---------- Dataset records ----------

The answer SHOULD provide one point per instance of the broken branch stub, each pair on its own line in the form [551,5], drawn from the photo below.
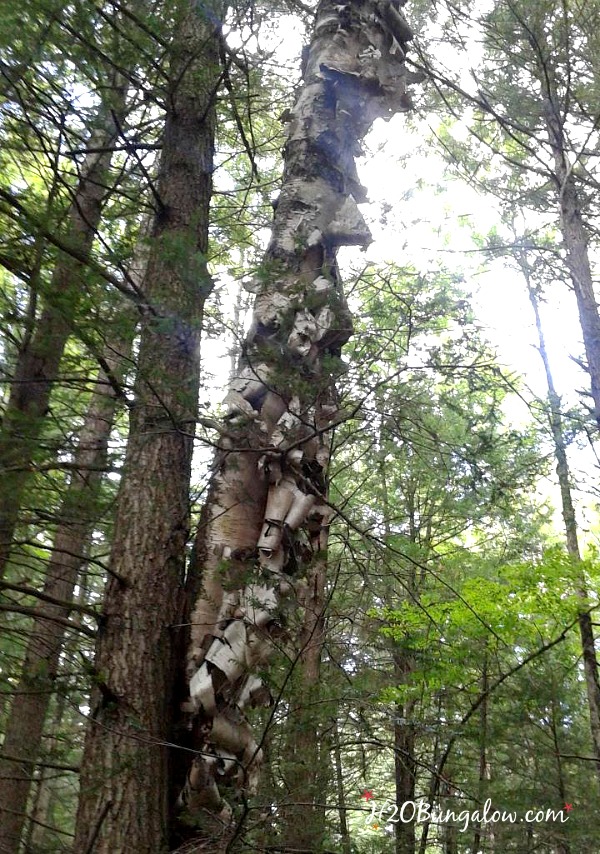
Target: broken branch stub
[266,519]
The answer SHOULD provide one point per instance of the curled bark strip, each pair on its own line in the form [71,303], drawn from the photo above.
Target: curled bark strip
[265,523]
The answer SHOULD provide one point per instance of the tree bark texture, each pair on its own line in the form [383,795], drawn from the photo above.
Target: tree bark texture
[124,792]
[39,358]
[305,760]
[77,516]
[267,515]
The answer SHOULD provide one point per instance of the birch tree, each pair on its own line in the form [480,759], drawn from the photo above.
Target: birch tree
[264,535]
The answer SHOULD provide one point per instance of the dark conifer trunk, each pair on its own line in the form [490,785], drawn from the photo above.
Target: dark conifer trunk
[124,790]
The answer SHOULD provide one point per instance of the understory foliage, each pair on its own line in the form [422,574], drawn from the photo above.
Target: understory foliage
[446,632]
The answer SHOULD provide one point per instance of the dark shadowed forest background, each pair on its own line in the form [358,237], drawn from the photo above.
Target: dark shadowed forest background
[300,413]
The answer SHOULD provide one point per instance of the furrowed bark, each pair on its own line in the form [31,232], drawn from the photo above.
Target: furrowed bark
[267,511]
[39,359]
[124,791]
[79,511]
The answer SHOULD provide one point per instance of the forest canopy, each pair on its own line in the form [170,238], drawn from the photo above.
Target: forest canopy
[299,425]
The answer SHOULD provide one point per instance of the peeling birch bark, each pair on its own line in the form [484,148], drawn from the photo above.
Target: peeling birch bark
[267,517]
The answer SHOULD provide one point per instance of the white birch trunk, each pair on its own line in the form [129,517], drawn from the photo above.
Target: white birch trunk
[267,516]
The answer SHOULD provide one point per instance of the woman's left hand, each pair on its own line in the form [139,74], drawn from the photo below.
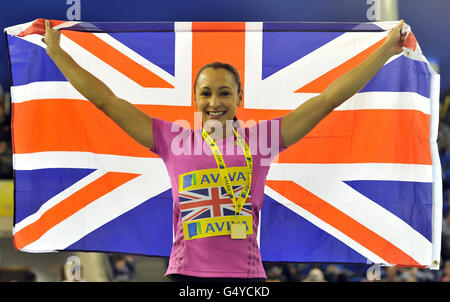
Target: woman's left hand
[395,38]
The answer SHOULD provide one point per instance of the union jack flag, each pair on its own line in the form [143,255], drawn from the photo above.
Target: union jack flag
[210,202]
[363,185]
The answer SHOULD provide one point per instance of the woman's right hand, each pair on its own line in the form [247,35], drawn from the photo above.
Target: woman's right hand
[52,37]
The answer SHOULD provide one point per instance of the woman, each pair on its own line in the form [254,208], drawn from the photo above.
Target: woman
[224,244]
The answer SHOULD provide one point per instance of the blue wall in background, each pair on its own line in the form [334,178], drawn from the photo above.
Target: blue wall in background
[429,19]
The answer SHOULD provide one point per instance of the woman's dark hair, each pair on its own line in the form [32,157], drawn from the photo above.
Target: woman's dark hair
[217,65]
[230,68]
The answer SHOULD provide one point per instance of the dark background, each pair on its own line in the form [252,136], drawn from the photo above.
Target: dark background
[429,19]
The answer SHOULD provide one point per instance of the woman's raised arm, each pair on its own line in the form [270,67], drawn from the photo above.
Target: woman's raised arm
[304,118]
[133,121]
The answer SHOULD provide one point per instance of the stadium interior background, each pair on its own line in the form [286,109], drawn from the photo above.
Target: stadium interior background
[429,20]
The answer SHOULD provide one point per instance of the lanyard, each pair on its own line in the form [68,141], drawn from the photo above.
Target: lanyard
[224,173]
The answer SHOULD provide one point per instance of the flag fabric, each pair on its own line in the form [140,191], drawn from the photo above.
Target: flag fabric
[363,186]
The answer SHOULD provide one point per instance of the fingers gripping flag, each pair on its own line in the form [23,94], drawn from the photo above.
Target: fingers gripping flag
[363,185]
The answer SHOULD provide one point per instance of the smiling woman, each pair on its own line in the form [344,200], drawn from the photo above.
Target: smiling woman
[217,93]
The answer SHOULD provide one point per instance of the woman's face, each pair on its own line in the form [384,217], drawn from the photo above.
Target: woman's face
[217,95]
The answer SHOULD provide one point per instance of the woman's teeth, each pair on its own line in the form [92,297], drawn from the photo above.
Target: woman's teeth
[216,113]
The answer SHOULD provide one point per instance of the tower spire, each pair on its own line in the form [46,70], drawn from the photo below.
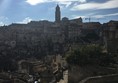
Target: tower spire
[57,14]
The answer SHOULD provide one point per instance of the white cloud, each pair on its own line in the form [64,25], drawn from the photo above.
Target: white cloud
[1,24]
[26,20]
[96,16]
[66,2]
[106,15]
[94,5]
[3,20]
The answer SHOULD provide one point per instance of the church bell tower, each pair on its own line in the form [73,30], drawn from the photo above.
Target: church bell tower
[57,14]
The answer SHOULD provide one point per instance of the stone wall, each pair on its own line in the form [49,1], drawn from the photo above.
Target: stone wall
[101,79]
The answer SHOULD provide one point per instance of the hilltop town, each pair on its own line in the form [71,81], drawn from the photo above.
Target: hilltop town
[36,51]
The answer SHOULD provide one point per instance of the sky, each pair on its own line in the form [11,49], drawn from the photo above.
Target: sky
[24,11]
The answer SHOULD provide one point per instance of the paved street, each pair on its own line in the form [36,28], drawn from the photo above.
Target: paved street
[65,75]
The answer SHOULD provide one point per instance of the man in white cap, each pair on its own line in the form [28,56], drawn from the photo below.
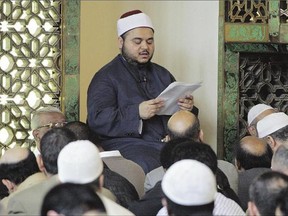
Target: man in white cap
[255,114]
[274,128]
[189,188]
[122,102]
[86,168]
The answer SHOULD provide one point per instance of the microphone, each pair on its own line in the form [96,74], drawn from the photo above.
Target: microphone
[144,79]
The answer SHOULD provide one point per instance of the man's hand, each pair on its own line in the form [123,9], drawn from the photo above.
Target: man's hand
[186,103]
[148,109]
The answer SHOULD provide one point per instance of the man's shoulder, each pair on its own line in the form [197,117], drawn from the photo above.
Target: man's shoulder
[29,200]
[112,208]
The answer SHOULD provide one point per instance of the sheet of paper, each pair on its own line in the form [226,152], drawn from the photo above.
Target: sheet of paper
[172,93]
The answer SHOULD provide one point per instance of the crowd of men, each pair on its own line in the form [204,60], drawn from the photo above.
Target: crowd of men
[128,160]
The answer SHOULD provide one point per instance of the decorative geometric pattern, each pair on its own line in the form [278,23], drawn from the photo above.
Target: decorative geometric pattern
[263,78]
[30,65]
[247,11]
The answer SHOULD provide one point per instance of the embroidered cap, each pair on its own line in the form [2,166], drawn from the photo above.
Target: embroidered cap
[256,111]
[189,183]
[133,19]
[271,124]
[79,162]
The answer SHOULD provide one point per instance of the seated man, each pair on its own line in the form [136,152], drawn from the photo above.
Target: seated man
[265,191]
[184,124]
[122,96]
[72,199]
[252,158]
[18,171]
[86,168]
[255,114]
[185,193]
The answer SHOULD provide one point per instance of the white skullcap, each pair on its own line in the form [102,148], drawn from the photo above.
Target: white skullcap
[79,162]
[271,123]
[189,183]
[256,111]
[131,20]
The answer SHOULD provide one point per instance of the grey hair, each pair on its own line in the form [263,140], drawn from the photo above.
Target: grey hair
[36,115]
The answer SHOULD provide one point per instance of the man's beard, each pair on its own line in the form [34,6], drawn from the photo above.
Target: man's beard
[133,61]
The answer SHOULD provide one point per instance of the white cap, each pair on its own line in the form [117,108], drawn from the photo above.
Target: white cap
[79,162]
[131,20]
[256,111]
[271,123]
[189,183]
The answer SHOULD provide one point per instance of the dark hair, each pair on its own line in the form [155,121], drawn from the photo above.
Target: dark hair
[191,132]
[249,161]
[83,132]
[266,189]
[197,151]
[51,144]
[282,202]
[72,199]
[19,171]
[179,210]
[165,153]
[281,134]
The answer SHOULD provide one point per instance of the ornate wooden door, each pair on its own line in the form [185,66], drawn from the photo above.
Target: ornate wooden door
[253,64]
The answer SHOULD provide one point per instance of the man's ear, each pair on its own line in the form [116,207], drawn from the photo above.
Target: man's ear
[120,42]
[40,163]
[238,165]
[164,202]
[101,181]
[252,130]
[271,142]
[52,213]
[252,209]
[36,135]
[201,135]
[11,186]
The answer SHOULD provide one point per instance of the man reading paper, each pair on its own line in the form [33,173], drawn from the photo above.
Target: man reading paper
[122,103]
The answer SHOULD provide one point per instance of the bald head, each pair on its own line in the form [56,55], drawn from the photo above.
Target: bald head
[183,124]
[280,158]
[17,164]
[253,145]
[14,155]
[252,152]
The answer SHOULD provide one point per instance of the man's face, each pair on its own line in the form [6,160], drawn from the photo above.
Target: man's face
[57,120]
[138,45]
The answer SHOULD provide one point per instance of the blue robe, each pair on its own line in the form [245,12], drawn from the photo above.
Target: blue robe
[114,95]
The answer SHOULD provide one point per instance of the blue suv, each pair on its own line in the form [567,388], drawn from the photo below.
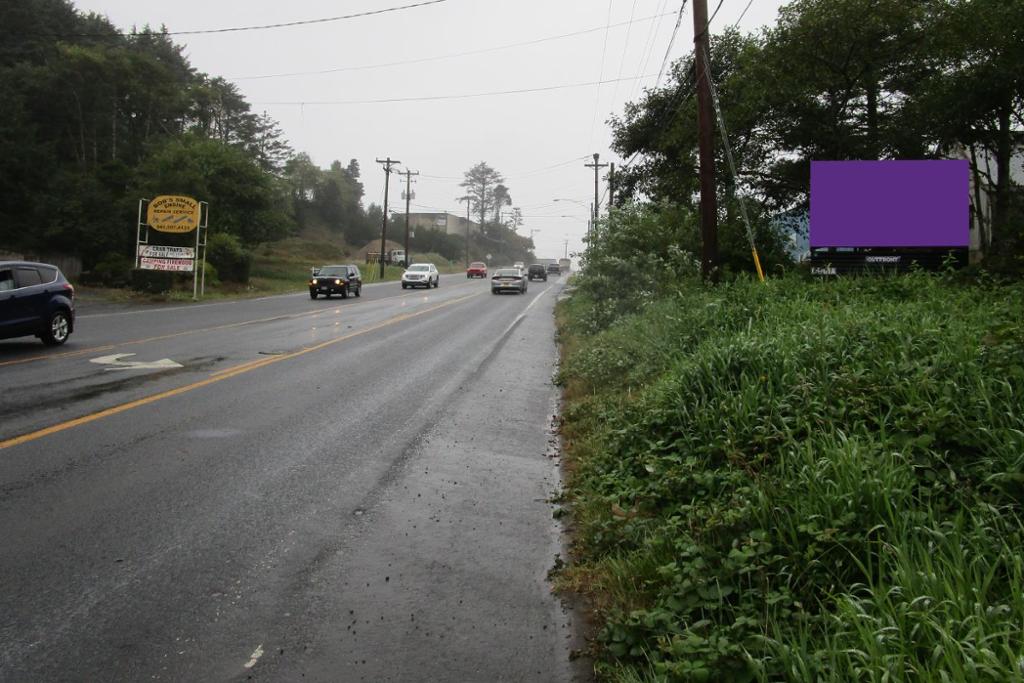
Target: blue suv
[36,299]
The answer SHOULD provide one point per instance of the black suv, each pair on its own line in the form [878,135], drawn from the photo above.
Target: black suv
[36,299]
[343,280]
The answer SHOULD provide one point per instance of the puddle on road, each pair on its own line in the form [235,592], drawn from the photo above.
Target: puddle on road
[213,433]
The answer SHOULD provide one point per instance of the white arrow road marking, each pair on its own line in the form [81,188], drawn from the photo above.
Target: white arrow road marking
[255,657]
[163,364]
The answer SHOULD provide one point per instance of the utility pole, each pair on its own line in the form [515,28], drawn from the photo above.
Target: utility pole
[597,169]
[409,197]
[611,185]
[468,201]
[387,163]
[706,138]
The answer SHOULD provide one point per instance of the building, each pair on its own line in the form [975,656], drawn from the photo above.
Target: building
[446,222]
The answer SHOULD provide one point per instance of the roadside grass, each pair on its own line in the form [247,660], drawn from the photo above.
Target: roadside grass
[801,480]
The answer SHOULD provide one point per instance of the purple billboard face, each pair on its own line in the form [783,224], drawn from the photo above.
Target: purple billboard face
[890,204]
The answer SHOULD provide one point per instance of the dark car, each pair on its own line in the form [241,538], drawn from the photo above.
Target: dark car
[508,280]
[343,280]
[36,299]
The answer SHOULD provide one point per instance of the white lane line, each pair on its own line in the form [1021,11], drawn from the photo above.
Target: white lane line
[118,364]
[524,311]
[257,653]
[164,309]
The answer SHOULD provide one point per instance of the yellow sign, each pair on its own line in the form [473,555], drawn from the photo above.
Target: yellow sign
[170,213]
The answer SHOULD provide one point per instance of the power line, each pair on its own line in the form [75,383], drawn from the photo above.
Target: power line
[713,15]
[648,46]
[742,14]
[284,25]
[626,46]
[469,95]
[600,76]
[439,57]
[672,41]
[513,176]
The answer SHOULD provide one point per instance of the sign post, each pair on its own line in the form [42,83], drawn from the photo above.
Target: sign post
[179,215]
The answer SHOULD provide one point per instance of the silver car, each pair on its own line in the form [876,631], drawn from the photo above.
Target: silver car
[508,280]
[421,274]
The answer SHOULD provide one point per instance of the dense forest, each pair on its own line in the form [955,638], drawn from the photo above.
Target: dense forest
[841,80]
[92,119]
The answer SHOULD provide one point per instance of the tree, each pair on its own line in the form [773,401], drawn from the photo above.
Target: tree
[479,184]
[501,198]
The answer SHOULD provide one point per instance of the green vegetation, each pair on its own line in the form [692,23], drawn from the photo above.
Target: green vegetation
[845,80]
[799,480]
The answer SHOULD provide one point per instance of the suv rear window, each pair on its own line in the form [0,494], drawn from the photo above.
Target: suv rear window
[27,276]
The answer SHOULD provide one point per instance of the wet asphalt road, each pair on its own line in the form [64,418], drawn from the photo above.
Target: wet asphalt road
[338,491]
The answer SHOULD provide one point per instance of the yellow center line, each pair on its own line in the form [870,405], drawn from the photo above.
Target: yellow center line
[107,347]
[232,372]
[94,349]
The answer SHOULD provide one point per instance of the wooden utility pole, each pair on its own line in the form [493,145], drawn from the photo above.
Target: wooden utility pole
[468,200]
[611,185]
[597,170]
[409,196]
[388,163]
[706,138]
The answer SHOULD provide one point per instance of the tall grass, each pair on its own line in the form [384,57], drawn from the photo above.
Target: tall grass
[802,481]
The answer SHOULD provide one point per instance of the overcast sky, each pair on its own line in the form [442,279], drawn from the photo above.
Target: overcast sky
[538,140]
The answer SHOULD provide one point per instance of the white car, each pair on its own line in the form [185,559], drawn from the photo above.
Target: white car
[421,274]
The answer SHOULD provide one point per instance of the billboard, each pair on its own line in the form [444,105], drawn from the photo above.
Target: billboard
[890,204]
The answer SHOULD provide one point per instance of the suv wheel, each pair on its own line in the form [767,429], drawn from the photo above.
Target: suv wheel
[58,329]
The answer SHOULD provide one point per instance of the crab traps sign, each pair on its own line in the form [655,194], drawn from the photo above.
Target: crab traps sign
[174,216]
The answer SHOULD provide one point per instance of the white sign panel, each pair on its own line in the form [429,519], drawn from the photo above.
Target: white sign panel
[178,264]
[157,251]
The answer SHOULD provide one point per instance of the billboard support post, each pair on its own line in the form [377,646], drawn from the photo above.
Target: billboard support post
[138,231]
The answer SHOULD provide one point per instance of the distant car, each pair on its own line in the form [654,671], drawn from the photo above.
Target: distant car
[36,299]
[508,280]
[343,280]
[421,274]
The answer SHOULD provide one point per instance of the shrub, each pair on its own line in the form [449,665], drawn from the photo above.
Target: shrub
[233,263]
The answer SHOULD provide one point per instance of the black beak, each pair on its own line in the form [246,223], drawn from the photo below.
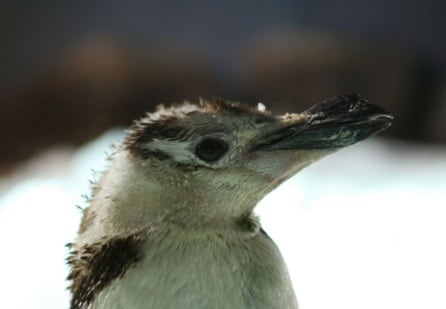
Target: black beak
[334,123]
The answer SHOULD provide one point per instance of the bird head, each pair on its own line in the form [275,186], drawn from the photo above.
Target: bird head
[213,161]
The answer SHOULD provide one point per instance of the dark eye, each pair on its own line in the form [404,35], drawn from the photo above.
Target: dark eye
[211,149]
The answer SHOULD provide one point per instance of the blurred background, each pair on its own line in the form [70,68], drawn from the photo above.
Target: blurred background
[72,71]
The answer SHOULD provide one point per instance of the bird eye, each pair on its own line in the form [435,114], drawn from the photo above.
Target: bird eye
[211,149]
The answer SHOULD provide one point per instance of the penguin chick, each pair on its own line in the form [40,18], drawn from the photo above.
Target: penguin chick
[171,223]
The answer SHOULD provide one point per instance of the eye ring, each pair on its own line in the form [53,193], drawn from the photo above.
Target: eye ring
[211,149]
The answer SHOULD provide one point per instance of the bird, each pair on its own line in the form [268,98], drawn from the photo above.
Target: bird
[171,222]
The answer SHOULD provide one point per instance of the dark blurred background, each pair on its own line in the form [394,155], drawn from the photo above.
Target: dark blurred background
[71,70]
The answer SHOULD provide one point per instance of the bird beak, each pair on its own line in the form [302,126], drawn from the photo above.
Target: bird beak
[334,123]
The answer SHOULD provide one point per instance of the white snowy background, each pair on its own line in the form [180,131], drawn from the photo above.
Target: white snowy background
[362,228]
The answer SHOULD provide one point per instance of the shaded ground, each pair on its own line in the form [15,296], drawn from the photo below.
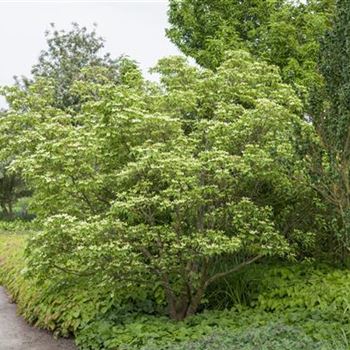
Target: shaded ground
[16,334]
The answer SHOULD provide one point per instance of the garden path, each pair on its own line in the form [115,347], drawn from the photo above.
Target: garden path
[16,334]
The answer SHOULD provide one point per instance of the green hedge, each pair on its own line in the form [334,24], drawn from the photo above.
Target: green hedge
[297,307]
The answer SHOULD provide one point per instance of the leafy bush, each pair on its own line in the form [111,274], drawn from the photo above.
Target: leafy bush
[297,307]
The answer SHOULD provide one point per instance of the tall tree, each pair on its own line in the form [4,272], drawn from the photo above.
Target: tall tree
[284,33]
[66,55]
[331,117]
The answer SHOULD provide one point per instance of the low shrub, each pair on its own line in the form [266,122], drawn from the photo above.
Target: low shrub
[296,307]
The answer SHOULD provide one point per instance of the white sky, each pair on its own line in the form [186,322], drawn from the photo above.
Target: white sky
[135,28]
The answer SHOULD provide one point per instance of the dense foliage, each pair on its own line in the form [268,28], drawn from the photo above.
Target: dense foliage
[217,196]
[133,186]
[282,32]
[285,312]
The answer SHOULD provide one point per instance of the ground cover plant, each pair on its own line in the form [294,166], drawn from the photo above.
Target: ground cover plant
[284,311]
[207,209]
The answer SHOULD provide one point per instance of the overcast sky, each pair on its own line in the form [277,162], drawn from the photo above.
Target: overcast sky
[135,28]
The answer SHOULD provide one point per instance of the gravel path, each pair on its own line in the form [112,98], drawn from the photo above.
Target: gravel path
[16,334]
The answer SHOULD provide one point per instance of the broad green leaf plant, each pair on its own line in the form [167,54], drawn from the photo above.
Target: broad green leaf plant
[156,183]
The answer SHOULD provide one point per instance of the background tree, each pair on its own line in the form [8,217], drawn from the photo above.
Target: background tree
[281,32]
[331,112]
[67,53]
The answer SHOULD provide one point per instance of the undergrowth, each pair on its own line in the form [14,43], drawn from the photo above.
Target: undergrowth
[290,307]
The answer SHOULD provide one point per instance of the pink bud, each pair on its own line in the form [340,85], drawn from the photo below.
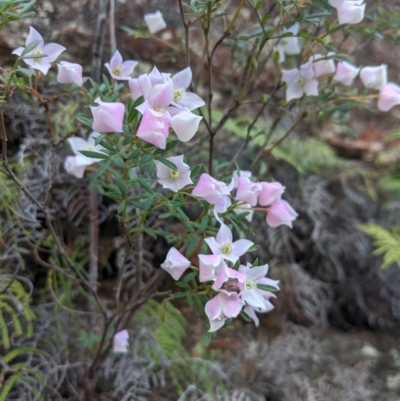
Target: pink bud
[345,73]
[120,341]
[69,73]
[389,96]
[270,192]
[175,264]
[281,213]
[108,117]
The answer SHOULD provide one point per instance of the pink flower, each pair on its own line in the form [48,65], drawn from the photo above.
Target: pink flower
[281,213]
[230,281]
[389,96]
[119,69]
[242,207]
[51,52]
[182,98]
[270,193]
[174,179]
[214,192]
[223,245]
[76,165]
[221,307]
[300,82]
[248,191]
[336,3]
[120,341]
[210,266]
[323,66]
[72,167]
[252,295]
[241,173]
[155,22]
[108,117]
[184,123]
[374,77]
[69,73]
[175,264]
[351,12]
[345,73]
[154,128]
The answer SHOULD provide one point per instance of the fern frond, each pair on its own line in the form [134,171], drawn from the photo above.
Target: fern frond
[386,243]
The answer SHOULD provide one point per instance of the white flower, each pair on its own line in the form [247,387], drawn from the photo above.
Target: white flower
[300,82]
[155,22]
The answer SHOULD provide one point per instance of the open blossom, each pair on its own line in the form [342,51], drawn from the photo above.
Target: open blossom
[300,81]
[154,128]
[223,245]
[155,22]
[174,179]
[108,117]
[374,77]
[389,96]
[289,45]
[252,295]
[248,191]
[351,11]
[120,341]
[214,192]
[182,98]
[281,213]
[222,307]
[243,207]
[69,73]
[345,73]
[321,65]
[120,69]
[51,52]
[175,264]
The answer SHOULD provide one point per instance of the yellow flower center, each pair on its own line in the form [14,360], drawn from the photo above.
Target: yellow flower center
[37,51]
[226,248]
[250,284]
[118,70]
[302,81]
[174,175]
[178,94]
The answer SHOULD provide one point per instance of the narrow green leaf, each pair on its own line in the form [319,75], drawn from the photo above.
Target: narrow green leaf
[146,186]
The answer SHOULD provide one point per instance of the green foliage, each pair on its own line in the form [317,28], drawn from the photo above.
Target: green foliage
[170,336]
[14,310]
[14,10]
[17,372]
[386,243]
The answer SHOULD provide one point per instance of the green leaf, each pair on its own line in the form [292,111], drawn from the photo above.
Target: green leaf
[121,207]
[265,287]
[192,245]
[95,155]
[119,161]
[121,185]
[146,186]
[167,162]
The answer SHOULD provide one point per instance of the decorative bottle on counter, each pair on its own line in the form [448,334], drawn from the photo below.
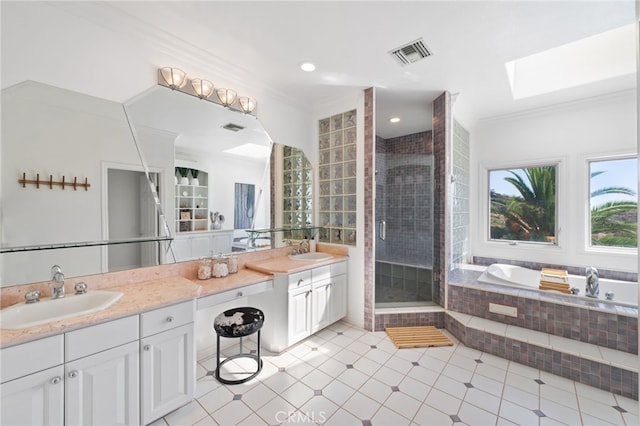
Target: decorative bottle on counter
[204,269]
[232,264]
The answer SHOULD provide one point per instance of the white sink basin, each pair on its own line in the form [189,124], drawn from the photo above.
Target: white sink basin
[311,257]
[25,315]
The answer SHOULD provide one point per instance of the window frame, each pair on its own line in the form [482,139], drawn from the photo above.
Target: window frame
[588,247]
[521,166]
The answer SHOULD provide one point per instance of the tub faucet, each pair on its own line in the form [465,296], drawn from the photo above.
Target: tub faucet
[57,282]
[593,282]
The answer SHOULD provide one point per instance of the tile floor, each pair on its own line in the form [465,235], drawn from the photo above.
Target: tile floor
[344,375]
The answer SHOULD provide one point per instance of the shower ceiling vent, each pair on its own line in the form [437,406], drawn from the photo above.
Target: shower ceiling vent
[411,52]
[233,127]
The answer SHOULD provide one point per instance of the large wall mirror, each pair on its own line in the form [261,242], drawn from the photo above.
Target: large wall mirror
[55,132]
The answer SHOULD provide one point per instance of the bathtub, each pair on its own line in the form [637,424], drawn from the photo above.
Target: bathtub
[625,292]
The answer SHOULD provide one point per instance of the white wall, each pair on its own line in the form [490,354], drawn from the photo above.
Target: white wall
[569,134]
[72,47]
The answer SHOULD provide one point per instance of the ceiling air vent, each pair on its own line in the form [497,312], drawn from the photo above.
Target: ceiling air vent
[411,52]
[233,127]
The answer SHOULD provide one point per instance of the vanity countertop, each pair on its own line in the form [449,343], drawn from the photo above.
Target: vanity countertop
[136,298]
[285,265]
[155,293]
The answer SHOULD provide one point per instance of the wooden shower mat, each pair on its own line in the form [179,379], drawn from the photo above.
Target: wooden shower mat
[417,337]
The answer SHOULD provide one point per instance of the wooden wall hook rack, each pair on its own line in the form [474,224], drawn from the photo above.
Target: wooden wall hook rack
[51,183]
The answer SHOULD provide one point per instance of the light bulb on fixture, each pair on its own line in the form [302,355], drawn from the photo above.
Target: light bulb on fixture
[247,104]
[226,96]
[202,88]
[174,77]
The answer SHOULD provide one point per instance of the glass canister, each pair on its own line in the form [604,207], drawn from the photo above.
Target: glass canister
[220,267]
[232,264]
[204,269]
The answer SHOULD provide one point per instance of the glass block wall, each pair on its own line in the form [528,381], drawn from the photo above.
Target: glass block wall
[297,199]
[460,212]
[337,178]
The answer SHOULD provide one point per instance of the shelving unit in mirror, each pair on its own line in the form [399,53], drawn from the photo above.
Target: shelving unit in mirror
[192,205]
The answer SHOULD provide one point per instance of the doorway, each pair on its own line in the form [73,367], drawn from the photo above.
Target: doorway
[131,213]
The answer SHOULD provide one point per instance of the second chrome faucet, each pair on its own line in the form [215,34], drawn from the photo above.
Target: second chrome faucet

----------

> _Aim of the task_:
From the line that contains "The answer SHOULD provide one point per instance of the ceiling" down to the last line of the listing above, repeat each line exactly, and include nothing else.

> _Response below_:
The answer SHOULD provide one point per instance of the ceiling air vent, each pair on its own line in the form [497,312], drawn from the photo above.
Target: ceiling air vent
[411,52]
[233,127]
The answer SHOULD provide one point per instance of the vanity countertop, each pair on its own line in the form [449,343], drawn from the photo above.
Target: vanity countertop
[136,298]
[285,265]
[155,293]
The answer SHOULD provide one point per instance of the wooden shower mat, each pair on its own line in the form [179,379], drawn from the photo above.
Target: wooden shower mat
[417,337]
The answer SHOULD provide one point per instance of the wooden wall hook rack, each pair on its own line in the form [474,224], drawn from the photo above.
Target: wooden wall hook rack
[51,183]
The answer SHOULD provide one point per instance of the light bulb on fixture, each pair on its own line in the form [302,355], drawn from the photo above.
Target: light bulb on fixture
[247,104]
[226,96]
[202,88]
[174,77]
The answer SHOULD provide one point per instance of the glass canister, each pair on its own line in the form [604,207], drawn from the photo above.
Target: glass canister
[220,267]
[232,264]
[204,269]
The answer SHOULD provide one point per instance of the glass block wall, each pair on its own line in the form [528,381], drawn from the photo above.
Target: glass block wall
[297,199]
[460,212]
[337,178]
The answer SHOULD provide one point per instance of the shelving unit in mirror, each pair on its own line in the form [399,53], drawn from the photo above.
Target: shelving unit in mirror
[192,205]
The answer SHOULD provide one point per instance of the doorway, each pair on its own line in the form [73,367], drawn from the photo above.
Target: doorway
[131,213]
The answer SHOULD provide one point per instance of the second chrome faucet, each pair on its own line in the form [215,34], drawn from the photo above.
Target: second chrome faucet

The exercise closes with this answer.